__WHAT THE TASK ASKS__. Each line of the data must be copied exactly.

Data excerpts
··········
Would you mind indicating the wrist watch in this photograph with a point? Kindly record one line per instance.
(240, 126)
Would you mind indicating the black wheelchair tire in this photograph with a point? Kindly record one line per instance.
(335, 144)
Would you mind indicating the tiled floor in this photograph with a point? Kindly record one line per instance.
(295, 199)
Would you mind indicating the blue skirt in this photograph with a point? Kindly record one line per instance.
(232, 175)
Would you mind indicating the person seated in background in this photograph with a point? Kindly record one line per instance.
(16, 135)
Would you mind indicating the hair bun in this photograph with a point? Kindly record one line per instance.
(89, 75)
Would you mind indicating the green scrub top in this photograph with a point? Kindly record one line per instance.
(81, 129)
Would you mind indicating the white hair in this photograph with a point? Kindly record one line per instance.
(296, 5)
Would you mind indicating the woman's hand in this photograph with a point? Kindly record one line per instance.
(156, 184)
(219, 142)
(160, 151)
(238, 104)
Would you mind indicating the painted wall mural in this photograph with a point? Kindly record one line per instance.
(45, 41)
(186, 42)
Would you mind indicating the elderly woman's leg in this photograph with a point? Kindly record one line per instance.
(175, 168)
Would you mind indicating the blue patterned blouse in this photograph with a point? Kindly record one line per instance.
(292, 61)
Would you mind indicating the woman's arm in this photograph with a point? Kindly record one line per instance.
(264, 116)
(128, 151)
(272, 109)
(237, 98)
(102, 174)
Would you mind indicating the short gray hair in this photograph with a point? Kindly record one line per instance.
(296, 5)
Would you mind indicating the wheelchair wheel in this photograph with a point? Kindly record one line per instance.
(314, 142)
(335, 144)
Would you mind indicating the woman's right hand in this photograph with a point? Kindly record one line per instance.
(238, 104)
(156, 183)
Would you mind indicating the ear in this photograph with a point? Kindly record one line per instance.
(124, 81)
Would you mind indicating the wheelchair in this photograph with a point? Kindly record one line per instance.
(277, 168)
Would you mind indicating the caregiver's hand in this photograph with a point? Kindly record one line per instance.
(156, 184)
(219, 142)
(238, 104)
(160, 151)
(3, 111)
··········
__RESULT OF THIS EXERCISE__.
Would you mind indicating the wrist watch in this photograph with a point? Kindly record one line per instance.
(240, 126)
Would you mind indicating the black wheelchair tire in this photograph with a point? Kindly record one line per instance.
(335, 144)
Would you mind indicating the tiled floor in this photograph with a point? Kindly record one line per instance.
(295, 199)
Would you mind indicating the blue skirt in this photograph with a point? Kindly record one line per instance.
(232, 175)
Would you mind indicating the person seated in background in this photograph with a point? Kindly record one line per instance.
(16, 135)
Would you mind indicating the hair bun in this photograph with a point? Kindly record one line per instance.
(89, 75)
Would you mind indicating the green scrub top in this photograph with a point? Kindly record one line per instance.
(81, 129)
Would you mind indicating the white hair in this photograph with a point? Kindly record one line per instance.
(296, 5)
Would you mind indicating the woman's hand in this photograph with a point? Kindly record one line per instance.
(156, 184)
(219, 142)
(160, 151)
(238, 104)
Would you mind indicating the painted wall mural in this photograph with a point? Kindly record one line per instance.
(45, 41)
(186, 42)
Would you mind indicating the elderly woman's leg in this photograph with a point? Kindly record one line per instance.
(175, 168)
Would you mind indicating the blue patterned blouse in this photograph with a point? Kindly record one line per instance.
(292, 61)
Would you mind indicating the woman's arm in this photograph with a point? Kindly record one line per instance.
(264, 116)
(128, 151)
(272, 109)
(237, 98)
(102, 174)
Would you mind indicating the short gray hair in this photograph with a point? Kindly record one line per instance.
(296, 5)
Would you mind indicating the wheelchair wheel in this photograph with a point? Kindly record one line per instance.
(314, 142)
(335, 144)
Would you mind indicating the woman's right hand in this photograph with a point? Kindly record one line per instance.
(238, 104)
(156, 183)
Would you mind indicating the ear in this photograph with a point? Kindly record one line per instance.
(124, 81)
Would you mind indicating the wheelchair in this photograph with a point? Kindly record one line per instance.
(277, 168)
Would you mind indicating the caregiver's hand in this photograph with a point? Kindly record one line per instance.
(156, 184)
(219, 142)
(238, 104)
(160, 151)
(3, 111)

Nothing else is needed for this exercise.